PASSAGE SHOWN:
┌────────

5 tips for completing college when it seems impossible


By Keating Bartlett

Earning a degree isn’t easy and earning one as a military spouse can be even more challenging. Between all the moves, deployments, trainings, and everything else this life throws at you, it can be easy to get discouraged when you just cannot find the time or energy to focus on your own educational goals. As a military spouse, we’re expected to support our spouses in their careers and follow them wherever their careers take them. But what about those of us who want an education and career of our own? There’s hope for us too!

After 6 long years, I finally completed my bachelor’s degree this past Spring. I transferred schools 5 times, moved homes 8 times, went through 2 horrible breakups, got married, watched my parents divorce, and changed my major more times than I could count. It was quite the bumpy journey, but somehow I made it. Here’s how I did it:

1. Set realistic goals.

Goal from Flickr via Wylio
© 2009 Charlie Bird, Flickr | CC-BY-SA | via Wylio

First and foremost, you have to set some goals. And they must be realistic. If your schedule is completely packed, then it may not be the best idea to go back to school full-time. And there’s nothing wrong with that! Yes, it’ll take a little longer to complete your degree, but you also don’t want to risk failing a course (and having to take it again later) just because you’re overwhelmed with the amount of work you have. This will also leave you feeling discouraged if you aren’t able to take on the amount of work you’ve signed up to do.

2. Create a schedule that works.

└────────

BRIEF 1: Copy the stretch of the college-completion post from "By Keating Bartlett" through "for us too!", word for word.

PROVIDED MATERIAL:
┌────────

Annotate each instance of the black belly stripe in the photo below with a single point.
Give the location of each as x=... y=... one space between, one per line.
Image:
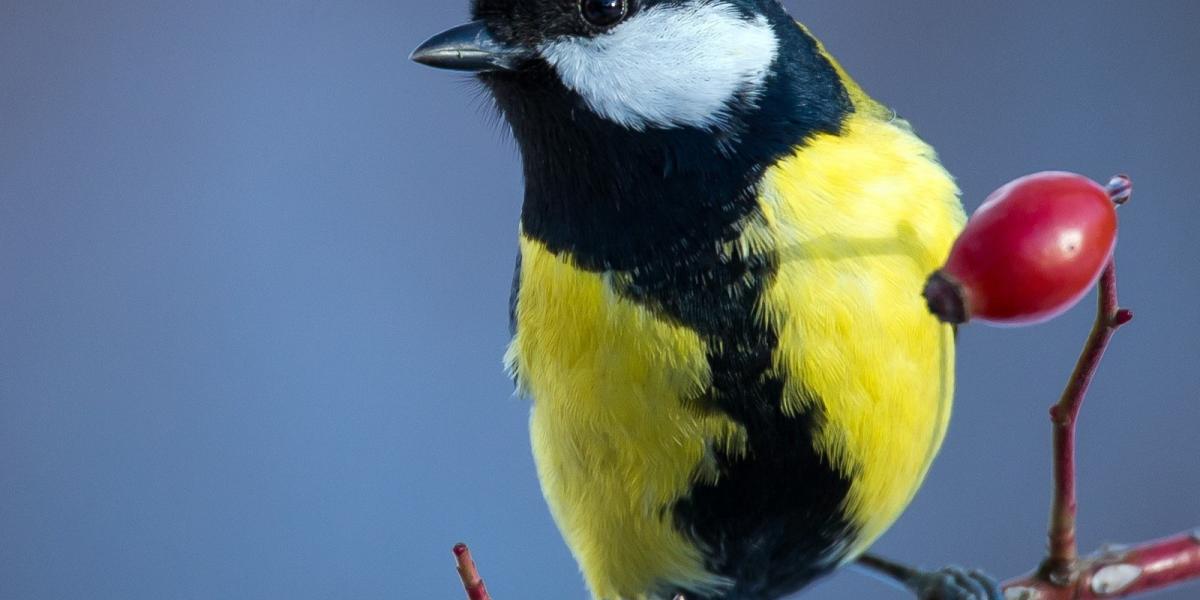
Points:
x=773 y=520
x=653 y=209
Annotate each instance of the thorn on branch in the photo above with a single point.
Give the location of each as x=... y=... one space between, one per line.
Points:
x=471 y=580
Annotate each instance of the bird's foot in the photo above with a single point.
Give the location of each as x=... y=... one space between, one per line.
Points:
x=954 y=583
x=947 y=583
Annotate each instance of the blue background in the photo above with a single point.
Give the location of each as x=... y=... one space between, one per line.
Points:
x=255 y=268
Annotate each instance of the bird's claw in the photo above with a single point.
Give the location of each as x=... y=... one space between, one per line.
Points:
x=954 y=583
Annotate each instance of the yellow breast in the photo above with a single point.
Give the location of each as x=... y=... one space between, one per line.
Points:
x=613 y=441
x=858 y=222
x=855 y=222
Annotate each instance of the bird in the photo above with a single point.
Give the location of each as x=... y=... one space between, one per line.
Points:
x=735 y=383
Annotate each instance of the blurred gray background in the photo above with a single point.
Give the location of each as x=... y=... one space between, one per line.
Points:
x=255 y=268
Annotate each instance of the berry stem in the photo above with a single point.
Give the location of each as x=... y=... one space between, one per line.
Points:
x=1061 y=564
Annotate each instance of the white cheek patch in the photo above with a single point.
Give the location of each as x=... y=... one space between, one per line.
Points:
x=669 y=66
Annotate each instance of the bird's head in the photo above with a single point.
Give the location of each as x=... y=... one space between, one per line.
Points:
x=640 y=64
x=643 y=114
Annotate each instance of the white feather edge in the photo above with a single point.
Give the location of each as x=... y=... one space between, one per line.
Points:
x=669 y=66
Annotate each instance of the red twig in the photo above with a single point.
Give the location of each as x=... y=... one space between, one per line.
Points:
x=1060 y=564
x=471 y=580
x=1119 y=571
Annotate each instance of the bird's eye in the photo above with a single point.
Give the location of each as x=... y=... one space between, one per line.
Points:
x=604 y=13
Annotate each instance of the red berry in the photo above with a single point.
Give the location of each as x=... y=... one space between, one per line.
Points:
x=1032 y=251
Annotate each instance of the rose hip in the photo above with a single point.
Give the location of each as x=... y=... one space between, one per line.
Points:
x=1032 y=251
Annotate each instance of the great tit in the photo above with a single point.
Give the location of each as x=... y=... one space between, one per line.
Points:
x=736 y=385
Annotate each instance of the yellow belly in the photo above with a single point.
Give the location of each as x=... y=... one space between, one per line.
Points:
x=859 y=221
x=612 y=438
x=856 y=223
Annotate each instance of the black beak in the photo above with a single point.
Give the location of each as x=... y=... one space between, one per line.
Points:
x=471 y=47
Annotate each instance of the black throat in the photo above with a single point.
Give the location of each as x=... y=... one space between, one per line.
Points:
x=617 y=199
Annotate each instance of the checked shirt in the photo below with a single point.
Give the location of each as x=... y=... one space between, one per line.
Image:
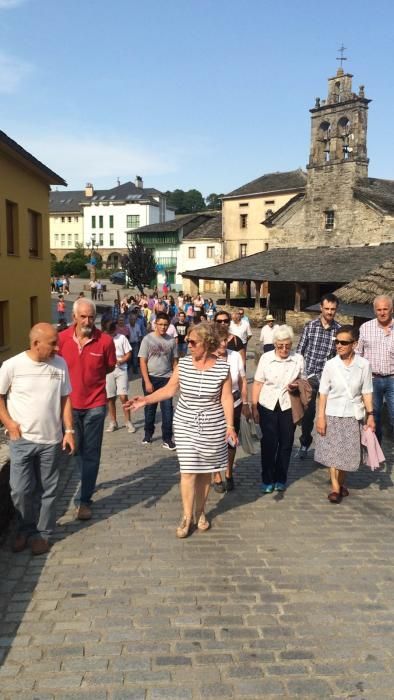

└────────

BRIEF 2: In the records, repeat the stretch from the line containing "Annotate each instance of the rose" through the line containing "x=736 y=385" verbatim, with both end lines included.

FULL SOLUTION 1:
By Keating Bartlett

Earning a degree isn’t easy and earning one as a military spouse can be even more challenging. Between all the moves, deployments, trainings, and everything else this life throws at you, it can be easy to get discouraged when you just cannot find the time or energy to focus on your own educational goals. As a military spouse, we’re expected to support our spouses in their careers and follow them wherever their careers take them. But what about those of us who want an education and career of our own? There’s hope for us too!

FULL SOLUTION 2:
Annotate each instance of the rose hip in the photo above with a single point.
Give the location of each as x=... y=... one space between, one per line.
Points:
x=1032 y=251
Annotate each instance of the great tit in the photo above with a single point.
Give the location of each as x=... y=... one space between, one per line.
Points:
x=736 y=385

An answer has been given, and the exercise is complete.